WHAT THE EXERCISE ASKS:
Retype, without changes, every line from the line that contains "crowd. Write the coordinates, one line per instance." through the final line of the records. Exclude pictures.

┌──

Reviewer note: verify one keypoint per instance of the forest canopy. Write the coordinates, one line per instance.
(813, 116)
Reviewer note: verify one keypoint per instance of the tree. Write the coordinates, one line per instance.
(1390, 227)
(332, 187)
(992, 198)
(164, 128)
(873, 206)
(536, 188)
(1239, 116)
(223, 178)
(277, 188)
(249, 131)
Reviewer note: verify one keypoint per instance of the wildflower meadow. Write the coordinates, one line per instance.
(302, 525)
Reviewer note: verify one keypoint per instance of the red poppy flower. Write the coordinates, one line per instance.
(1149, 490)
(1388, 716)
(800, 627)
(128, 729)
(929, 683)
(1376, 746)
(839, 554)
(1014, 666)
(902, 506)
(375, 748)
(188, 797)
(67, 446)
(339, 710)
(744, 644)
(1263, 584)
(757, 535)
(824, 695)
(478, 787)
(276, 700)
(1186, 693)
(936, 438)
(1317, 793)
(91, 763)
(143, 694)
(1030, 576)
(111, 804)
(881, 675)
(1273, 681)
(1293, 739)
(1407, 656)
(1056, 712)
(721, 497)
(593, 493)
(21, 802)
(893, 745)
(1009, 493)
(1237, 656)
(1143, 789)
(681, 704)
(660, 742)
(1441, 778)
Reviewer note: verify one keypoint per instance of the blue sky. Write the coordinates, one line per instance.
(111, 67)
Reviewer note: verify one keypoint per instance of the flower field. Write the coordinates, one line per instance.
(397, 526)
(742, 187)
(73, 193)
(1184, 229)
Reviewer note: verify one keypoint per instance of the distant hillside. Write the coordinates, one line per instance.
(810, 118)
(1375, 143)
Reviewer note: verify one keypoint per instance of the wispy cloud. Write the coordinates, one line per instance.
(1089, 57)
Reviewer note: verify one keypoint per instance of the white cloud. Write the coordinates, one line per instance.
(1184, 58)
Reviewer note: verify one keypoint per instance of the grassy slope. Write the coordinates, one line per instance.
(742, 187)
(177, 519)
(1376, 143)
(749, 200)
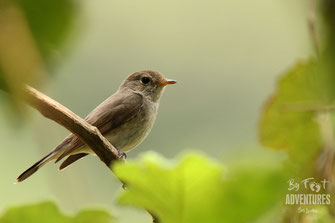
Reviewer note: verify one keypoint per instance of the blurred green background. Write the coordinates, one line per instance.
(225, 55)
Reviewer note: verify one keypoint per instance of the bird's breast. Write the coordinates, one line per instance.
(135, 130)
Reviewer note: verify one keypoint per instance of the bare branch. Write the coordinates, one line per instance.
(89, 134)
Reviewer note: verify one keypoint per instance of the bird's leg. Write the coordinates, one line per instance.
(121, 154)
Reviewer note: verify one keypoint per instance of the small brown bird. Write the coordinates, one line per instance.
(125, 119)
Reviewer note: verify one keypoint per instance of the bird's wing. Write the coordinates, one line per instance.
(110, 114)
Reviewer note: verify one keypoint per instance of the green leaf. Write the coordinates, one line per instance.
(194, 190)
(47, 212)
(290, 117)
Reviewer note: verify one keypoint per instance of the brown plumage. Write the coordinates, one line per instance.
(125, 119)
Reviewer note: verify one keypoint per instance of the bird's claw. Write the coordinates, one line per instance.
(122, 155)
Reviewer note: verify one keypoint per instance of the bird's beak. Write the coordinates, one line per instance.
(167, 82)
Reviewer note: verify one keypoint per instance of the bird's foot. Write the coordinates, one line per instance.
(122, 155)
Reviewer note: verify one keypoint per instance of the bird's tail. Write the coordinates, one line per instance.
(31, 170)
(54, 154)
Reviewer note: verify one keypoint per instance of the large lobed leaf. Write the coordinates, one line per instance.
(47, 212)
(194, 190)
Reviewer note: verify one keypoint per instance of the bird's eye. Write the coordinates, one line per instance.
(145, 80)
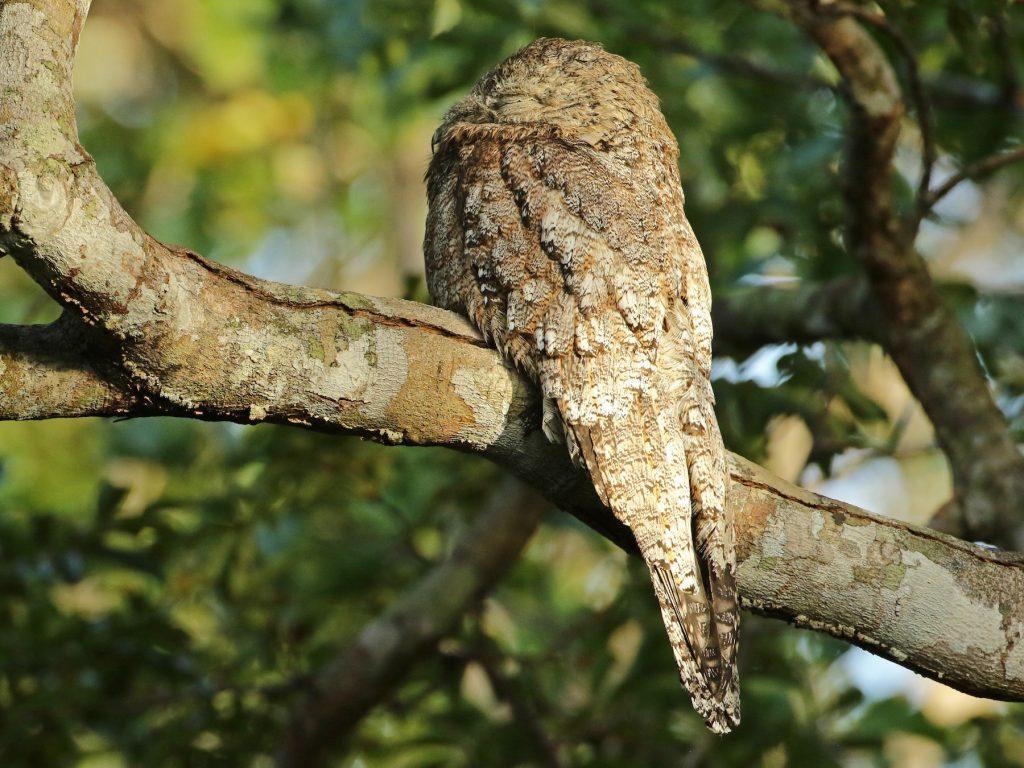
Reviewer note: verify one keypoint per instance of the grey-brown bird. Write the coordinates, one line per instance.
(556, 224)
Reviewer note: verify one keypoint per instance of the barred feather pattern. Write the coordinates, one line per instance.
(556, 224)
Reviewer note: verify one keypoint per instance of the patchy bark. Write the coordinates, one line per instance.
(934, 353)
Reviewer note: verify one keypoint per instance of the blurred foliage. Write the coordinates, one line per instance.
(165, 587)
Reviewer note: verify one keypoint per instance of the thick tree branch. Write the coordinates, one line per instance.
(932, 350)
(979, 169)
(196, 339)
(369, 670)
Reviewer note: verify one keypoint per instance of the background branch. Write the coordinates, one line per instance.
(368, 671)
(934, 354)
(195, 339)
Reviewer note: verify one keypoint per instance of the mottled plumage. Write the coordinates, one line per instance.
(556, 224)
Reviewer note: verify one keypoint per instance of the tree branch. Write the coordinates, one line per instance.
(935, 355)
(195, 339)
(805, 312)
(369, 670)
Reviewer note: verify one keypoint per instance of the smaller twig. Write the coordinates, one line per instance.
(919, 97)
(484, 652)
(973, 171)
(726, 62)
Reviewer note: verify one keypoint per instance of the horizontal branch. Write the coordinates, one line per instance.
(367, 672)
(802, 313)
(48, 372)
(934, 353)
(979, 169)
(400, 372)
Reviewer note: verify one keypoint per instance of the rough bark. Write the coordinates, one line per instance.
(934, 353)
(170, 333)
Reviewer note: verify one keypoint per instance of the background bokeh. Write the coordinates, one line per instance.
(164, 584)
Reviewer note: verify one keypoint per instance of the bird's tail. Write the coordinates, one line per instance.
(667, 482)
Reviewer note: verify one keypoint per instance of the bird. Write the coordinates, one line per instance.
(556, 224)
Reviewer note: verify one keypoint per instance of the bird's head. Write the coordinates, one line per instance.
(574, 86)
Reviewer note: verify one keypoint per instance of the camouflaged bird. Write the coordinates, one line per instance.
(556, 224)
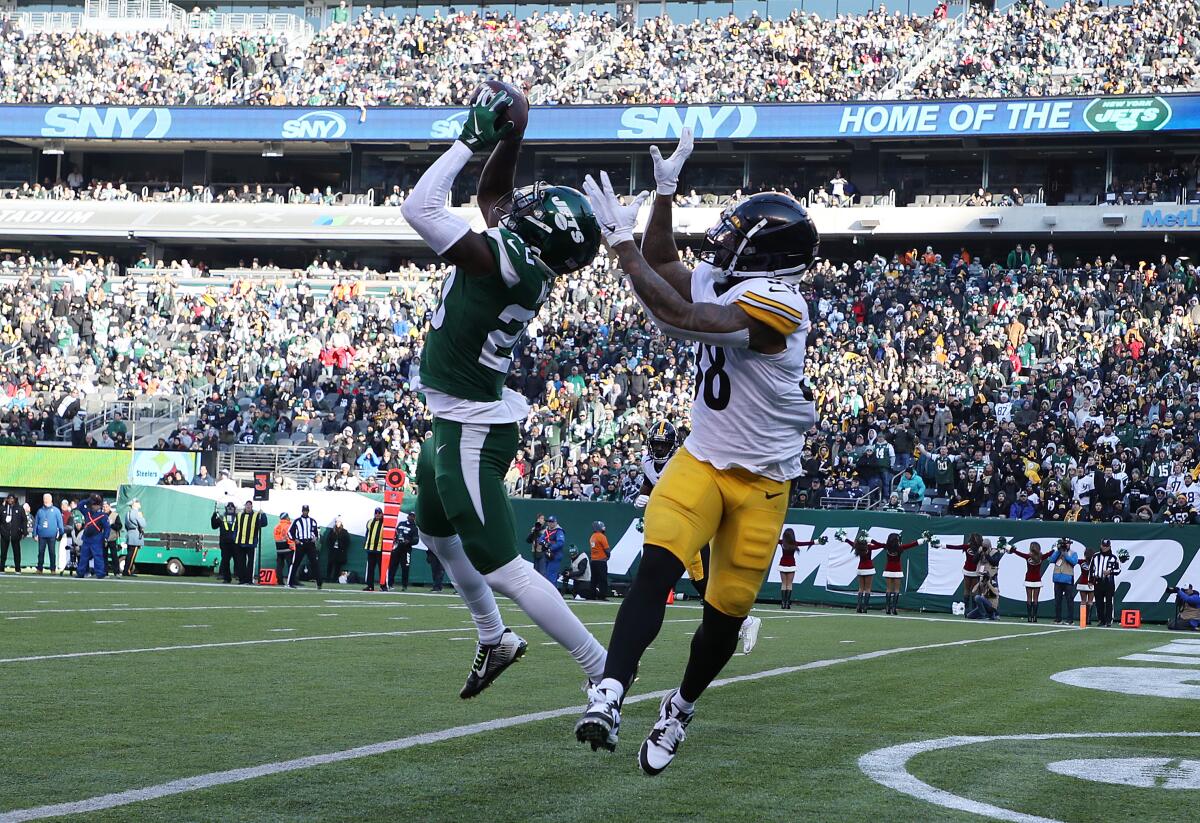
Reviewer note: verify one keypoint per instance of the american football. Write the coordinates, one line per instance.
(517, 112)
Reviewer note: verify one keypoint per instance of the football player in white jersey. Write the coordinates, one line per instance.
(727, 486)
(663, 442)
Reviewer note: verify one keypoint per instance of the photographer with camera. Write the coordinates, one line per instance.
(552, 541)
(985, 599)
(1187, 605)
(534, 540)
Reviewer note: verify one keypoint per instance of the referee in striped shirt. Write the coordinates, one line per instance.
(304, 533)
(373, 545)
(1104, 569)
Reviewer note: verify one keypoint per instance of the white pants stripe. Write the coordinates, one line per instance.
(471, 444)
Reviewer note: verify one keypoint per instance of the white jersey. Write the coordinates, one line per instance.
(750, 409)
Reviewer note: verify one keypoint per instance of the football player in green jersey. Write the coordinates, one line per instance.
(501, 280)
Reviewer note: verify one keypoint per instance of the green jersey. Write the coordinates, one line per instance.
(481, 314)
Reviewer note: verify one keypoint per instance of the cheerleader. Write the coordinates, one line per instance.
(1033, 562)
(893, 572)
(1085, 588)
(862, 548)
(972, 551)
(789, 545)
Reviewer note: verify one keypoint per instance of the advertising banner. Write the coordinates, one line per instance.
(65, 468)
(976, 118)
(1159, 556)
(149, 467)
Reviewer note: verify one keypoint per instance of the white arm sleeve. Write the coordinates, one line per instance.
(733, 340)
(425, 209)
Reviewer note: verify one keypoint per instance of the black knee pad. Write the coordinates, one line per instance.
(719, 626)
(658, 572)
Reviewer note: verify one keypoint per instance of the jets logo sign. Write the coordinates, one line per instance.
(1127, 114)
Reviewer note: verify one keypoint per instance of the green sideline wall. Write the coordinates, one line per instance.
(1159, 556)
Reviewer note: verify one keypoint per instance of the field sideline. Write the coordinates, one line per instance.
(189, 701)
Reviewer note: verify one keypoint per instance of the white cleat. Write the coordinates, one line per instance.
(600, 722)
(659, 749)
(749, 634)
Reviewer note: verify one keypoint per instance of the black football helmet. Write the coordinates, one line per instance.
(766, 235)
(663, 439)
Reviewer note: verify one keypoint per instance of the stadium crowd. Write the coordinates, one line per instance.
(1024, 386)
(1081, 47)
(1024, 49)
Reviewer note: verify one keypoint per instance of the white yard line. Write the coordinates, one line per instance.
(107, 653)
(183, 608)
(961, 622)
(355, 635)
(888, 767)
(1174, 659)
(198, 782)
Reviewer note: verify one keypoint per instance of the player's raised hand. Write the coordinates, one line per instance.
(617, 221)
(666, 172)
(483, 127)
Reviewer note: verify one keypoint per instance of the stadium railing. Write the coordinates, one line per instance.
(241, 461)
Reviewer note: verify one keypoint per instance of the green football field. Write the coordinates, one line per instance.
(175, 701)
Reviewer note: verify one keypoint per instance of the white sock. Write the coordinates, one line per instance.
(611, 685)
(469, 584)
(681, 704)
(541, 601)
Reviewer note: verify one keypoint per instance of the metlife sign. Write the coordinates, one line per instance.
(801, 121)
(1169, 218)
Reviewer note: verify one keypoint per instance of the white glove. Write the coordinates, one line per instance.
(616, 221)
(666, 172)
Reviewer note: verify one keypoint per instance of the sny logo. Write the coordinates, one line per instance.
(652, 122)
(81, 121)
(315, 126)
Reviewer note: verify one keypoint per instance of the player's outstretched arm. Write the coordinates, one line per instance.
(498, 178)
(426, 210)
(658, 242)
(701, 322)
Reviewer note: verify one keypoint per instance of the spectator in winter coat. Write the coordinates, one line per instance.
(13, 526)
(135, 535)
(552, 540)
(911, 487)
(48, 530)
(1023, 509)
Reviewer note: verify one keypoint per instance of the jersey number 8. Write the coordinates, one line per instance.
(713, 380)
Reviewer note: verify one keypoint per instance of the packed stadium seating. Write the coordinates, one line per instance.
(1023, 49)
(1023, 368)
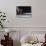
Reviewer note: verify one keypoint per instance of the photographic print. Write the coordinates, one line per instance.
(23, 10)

└──

TASK SOLUTION:
Reviewer note: verify one keypoint per instance of the stadium crowd. Write the coordinates, one line per instance.
(1024, 386)
(1081, 47)
(1024, 49)
Reviewer note: verify one keypoint per instance of the white yard line. Write the coordinates, one line per instance.
(107, 653)
(183, 608)
(961, 622)
(355, 635)
(888, 767)
(1174, 659)
(198, 782)
Reviewer note: verify one keypoint per instance of the player's raised hand. Write the coordinates, one line per instance.
(617, 221)
(666, 172)
(483, 127)
Reviewer note: verify one keypoint per instance of the stadium railing. Write the coordinates, one line per instance.
(241, 461)
Reviewer note: verify one keypoint per instance of the green football field. Write the coordinates, one line per instance.
(175, 701)
Reviewer note: verify one keypoint per instance of the white sock. Write the coordinates, one line per instance.
(611, 685)
(469, 584)
(681, 704)
(541, 601)
Reviewer note: verify one keypoint per instance of the metlife sign. Write the coordinates, one line per instance.
(801, 121)
(1169, 218)
Reviewer note: verify one keypoint per instance of the white glove. Write the coordinates, one line per instance.
(616, 221)
(666, 172)
Reviewer note: verify one keypoint per instance of the sny logo. Write the coordinates, one line per instance.
(652, 122)
(81, 121)
(315, 126)
Reviewer note: verify one keypoint per instance of the player's outstretched arm. Write the coordinates, one line per instance.
(498, 178)
(426, 210)
(658, 242)
(701, 322)
Reviewer note: verify one keypoint per instance of the spectator in winter coat. Write the coordinates, one line per instance.
(13, 526)
(135, 535)
(552, 540)
(911, 487)
(48, 530)
(1023, 509)
Reviewer note: verify one keypoint per instance of the jersey number 8. Write the coordinates, one line per instance.
(713, 380)
Reviewer note: verify one keypoint per instance of the packed stadium seating. Write the coordinates, one line per instance.
(1023, 49)
(1023, 368)
Reviewer note: verify one keypoint per instance of the photographic print. Write the coordinates, one line per instance.
(23, 10)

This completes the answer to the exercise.